**WHAT YOU ARE ASKED TO DO:**
List each line of the rows below that contains the word "range", and treat uppercase and lowercase as different.

**STORED RECORDS:**
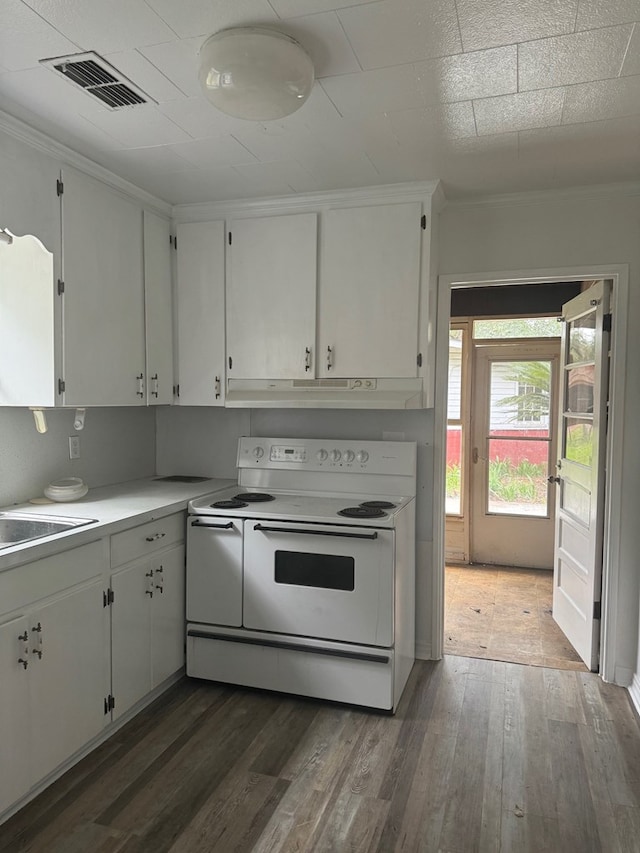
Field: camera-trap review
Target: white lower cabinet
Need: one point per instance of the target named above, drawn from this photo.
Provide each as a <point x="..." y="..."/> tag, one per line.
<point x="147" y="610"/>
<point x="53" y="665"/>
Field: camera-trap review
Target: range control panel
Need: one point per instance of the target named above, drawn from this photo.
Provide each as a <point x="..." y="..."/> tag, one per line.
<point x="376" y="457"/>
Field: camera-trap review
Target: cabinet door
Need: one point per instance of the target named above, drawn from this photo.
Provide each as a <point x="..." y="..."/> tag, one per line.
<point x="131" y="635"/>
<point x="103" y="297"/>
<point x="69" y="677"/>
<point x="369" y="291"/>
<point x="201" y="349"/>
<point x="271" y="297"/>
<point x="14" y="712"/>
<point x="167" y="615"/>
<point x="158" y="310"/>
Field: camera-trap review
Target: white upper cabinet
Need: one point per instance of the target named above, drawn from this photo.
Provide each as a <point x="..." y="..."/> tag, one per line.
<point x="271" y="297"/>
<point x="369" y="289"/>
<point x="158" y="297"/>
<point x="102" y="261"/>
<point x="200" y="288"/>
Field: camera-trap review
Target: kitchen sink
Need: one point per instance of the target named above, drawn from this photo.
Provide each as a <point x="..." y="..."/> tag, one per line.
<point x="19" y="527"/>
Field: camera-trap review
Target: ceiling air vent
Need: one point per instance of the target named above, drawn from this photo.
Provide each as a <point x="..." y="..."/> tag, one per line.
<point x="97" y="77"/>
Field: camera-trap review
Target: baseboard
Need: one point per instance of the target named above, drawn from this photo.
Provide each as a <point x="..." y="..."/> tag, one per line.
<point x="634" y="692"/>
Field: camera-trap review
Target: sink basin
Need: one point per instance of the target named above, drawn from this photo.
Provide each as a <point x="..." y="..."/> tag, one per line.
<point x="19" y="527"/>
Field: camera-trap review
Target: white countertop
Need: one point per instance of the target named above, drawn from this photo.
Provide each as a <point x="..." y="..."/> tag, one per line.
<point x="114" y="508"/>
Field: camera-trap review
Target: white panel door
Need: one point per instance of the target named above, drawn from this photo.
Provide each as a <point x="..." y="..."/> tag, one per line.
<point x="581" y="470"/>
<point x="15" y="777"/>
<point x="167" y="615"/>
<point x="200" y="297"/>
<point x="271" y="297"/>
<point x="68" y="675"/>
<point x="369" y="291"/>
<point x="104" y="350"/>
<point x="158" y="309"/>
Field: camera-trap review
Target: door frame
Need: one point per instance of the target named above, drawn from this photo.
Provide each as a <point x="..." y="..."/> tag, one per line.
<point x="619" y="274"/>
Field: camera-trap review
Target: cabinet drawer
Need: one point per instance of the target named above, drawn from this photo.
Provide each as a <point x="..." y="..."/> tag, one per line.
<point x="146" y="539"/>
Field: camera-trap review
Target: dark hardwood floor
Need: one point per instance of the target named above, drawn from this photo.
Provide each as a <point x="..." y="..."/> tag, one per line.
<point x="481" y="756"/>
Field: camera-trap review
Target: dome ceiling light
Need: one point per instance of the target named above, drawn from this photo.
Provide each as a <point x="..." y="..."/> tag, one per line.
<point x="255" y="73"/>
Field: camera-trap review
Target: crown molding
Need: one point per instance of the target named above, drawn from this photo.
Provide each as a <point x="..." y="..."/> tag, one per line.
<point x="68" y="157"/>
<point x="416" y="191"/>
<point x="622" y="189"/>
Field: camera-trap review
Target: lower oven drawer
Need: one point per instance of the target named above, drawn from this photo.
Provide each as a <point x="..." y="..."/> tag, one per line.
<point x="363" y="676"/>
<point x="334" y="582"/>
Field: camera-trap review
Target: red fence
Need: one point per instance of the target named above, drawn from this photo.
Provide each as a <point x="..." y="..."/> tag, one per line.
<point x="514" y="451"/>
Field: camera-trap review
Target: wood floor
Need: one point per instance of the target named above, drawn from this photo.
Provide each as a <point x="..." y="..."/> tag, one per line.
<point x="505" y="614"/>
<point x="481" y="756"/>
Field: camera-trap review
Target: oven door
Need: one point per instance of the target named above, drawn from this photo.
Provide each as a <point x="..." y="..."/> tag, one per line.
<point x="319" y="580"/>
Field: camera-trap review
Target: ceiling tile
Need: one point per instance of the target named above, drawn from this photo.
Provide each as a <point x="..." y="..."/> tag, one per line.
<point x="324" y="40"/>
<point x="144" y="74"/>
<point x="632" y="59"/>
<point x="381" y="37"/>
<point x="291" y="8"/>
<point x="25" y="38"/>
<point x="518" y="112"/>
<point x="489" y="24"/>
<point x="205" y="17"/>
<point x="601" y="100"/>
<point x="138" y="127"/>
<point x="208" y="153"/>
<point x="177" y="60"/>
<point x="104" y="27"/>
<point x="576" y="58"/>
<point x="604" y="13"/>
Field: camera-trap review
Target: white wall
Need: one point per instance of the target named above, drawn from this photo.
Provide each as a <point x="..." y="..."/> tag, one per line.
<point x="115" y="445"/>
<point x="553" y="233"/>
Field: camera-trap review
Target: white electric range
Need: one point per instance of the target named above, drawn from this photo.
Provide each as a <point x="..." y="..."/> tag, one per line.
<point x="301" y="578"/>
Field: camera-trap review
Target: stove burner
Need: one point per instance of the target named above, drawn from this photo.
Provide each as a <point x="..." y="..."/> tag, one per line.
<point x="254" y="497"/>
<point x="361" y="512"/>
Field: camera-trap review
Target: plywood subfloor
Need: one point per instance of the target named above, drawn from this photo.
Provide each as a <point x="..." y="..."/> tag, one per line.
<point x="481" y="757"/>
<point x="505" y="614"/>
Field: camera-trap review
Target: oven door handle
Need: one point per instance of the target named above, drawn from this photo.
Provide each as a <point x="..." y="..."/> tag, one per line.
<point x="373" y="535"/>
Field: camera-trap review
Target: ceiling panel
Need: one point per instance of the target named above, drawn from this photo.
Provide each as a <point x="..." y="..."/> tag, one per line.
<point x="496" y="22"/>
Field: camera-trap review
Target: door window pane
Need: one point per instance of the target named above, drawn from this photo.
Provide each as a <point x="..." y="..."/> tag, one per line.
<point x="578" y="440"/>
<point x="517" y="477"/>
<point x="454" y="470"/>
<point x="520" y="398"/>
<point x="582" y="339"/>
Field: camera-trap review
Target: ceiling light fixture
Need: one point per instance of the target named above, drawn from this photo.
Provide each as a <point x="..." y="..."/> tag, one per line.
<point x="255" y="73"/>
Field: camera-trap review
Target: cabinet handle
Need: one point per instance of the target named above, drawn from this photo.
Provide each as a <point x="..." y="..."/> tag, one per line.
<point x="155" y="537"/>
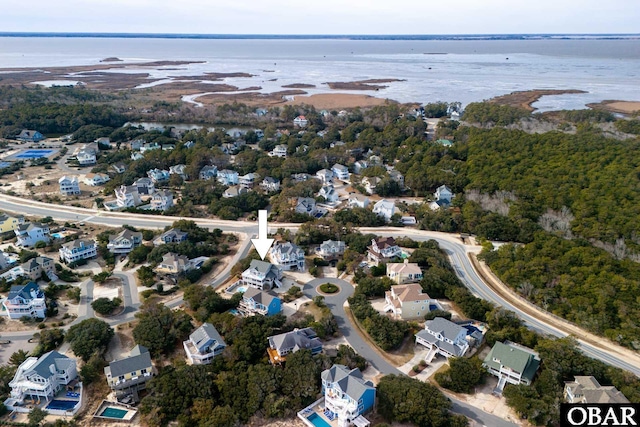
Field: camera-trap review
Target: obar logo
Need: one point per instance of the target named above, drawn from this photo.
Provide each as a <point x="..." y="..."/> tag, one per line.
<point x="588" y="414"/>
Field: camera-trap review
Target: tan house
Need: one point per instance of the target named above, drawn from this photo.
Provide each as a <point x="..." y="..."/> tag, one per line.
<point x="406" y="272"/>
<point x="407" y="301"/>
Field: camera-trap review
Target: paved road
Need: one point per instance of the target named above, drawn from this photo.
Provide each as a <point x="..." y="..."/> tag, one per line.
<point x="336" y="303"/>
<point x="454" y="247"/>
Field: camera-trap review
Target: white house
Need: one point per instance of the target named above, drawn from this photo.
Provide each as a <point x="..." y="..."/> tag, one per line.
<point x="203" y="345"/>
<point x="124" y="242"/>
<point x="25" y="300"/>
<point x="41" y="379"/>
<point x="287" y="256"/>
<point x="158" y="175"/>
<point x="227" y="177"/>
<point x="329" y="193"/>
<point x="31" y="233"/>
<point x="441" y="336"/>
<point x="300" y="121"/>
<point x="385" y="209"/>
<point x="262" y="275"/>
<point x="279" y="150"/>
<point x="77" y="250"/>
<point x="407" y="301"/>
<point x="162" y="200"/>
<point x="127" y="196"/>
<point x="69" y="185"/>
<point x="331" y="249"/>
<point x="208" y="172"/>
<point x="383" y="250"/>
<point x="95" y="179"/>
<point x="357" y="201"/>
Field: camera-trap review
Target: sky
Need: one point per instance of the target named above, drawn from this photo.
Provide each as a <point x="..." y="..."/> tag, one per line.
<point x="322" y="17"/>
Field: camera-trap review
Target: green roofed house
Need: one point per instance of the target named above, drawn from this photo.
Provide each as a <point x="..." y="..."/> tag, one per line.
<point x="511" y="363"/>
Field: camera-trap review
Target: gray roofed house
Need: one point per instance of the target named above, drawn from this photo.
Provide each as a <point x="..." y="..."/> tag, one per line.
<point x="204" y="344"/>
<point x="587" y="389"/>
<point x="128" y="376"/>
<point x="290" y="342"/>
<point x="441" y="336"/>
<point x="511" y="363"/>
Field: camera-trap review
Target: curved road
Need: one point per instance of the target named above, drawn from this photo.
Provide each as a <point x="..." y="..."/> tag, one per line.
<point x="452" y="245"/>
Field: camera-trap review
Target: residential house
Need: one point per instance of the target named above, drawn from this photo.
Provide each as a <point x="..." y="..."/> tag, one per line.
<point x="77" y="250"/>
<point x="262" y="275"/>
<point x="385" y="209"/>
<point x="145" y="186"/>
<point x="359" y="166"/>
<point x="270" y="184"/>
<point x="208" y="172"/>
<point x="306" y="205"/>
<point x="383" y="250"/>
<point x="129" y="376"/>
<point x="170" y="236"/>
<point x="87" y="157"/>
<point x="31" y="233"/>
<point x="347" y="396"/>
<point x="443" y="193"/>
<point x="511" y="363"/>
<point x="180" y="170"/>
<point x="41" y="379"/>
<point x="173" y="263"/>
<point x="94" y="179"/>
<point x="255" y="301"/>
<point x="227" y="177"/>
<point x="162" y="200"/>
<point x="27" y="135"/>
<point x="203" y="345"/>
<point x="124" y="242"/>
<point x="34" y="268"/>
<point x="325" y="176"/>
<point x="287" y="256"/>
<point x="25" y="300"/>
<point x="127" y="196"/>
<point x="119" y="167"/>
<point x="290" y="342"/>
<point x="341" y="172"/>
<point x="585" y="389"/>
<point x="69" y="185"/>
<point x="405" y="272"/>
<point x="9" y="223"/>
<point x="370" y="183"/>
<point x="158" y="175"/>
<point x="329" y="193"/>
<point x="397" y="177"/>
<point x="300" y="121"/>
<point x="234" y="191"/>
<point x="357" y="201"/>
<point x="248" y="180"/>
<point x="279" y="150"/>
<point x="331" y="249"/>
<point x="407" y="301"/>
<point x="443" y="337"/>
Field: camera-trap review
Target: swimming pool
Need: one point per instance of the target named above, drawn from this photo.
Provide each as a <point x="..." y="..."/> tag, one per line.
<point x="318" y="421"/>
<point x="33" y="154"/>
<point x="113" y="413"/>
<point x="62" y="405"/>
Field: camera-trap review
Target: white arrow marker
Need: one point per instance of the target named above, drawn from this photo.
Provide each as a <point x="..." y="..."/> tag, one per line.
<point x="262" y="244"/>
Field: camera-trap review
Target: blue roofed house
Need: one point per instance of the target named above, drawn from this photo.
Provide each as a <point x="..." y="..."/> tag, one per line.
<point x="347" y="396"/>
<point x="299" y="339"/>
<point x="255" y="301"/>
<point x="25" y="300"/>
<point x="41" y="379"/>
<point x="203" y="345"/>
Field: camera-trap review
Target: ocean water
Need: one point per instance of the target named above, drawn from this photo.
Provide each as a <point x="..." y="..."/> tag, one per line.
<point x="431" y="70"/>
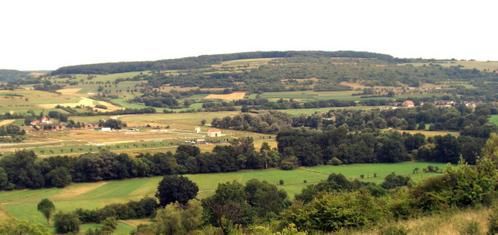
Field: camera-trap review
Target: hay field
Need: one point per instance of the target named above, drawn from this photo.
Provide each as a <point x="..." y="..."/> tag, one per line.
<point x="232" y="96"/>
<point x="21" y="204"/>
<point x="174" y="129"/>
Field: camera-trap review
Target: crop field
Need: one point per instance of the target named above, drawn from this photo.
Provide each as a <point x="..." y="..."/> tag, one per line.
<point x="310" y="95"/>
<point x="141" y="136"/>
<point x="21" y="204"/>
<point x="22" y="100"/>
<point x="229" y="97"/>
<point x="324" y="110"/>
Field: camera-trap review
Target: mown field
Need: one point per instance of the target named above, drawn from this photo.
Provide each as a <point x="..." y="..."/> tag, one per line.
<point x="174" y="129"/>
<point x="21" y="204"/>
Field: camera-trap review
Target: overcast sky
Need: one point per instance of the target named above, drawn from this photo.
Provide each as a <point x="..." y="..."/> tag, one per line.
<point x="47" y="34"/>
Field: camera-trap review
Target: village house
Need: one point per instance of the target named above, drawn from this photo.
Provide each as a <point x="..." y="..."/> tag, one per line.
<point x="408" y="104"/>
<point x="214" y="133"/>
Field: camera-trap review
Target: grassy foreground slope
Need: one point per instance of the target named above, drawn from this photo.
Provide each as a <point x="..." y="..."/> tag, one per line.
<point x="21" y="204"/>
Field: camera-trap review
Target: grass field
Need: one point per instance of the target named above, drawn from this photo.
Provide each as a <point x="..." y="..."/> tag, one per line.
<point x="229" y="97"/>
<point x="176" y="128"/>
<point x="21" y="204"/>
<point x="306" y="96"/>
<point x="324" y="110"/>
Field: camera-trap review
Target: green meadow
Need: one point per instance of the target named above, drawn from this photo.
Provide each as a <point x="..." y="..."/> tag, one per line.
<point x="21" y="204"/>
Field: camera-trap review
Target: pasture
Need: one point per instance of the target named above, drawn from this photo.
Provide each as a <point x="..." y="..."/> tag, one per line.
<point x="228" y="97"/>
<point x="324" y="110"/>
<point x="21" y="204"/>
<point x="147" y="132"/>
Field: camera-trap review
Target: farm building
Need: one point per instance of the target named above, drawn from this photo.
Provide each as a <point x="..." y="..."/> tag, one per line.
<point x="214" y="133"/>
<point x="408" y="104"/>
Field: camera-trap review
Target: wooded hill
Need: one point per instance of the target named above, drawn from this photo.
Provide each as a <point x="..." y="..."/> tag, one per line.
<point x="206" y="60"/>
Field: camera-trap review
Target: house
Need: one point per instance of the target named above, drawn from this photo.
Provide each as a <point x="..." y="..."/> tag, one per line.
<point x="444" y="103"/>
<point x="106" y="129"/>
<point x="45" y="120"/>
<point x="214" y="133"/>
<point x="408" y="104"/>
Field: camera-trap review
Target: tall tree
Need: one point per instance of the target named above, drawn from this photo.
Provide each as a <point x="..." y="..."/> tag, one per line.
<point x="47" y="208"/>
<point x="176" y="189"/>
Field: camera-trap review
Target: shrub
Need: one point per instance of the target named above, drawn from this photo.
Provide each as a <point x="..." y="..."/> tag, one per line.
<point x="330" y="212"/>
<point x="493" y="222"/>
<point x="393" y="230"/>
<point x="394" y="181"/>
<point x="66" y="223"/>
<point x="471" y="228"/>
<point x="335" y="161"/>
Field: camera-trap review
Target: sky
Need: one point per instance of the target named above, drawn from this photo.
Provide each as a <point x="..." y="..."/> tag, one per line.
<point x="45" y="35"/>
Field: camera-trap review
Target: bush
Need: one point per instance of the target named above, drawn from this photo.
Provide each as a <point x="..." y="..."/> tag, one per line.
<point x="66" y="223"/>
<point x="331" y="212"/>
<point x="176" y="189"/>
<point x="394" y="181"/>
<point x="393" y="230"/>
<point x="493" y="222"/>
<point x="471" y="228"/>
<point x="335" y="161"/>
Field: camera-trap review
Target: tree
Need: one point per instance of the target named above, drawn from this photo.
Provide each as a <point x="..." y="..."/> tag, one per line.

**COMPLETE OUTPUT:**
Target: range control panel
Target: white electric range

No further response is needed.